#### [SOURCE MATERIAL]
- - -

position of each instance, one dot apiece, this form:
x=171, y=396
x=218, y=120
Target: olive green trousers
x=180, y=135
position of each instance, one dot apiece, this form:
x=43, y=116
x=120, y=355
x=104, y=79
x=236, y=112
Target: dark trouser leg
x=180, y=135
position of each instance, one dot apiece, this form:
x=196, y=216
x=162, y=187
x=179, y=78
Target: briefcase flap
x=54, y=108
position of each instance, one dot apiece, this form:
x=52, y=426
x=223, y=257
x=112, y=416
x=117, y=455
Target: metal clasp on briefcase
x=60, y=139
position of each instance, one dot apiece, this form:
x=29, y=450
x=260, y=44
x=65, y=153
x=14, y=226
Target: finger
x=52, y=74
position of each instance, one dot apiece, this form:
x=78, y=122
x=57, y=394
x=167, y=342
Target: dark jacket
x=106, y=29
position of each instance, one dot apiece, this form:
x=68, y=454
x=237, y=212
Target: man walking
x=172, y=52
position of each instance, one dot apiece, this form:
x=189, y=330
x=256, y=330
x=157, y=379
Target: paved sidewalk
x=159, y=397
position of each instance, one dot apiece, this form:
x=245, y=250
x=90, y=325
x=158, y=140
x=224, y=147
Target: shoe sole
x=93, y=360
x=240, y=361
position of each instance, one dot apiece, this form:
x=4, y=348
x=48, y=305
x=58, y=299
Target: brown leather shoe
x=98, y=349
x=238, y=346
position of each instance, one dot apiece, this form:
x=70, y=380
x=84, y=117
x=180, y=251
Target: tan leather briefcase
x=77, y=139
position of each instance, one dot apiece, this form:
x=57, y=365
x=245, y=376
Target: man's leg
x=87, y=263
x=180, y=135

- - -

#### [EXERCISE GOAL]
Give again, exactly as written, the lines running from the first line of the data above through the line that contains "x=180, y=251".

#### [THE COMPLETED TASK]
position of each instance, one dot apiece, this form:
x=171, y=396
x=218, y=120
Target: olive green trousers
x=180, y=135
position of each instance, one dot apiece, this form:
x=43, y=116
x=120, y=355
x=104, y=79
x=236, y=112
Target: dark trouser leg
x=180, y=135
position of each instance, one dot apiece, this form:
x=196, y=216
x=162, y=187
x=179, y=78
Target: briefcase flap
x=54, y=108
position of each instance, one dot apiece, this form:
x=52, y=426
x=223, y=257
x=112, y=416
x=117, y=455
Target: metal clasp on briefcase
x=60, y=139
position of each instance, one dot apiece, this form:
x=29, y=450
x=260, y=44
x=65, y=153
x=14, y=226
Target: finger
x=52, y=74
position of each instance, one dot apiece, this form:
x=78, y=122
x=57, y=394
x=167, y=342
Target: dark jacket
x=106, y=29
position of each instance, one dot apiece, this form:
x=68, y=454
x=237, y=212
Target: man walking
x=172, y=52
position of each instance, one dot apiece, this form:
x=189, y=330
x=256, y=330
x=157, y=379
Target: paved sidewalk
x=159, y=397
position of each instance, one dot apiece, this form:
x=245, y=250
x=90, y=325
x=158, y=140
x=224, y=147
Target: shoe sole
x=93, y=360
x=240, y=361
position of each instance, one dot apiece, this form:
x=4, y=348
x=48, y=305
x=58, y=299
Target: brown leather shoe
x=98, y=349
x=238, y=346
position of each instance, one dot apiece, this form:
x=70, y=380
x=84, y=117
x=180, y=251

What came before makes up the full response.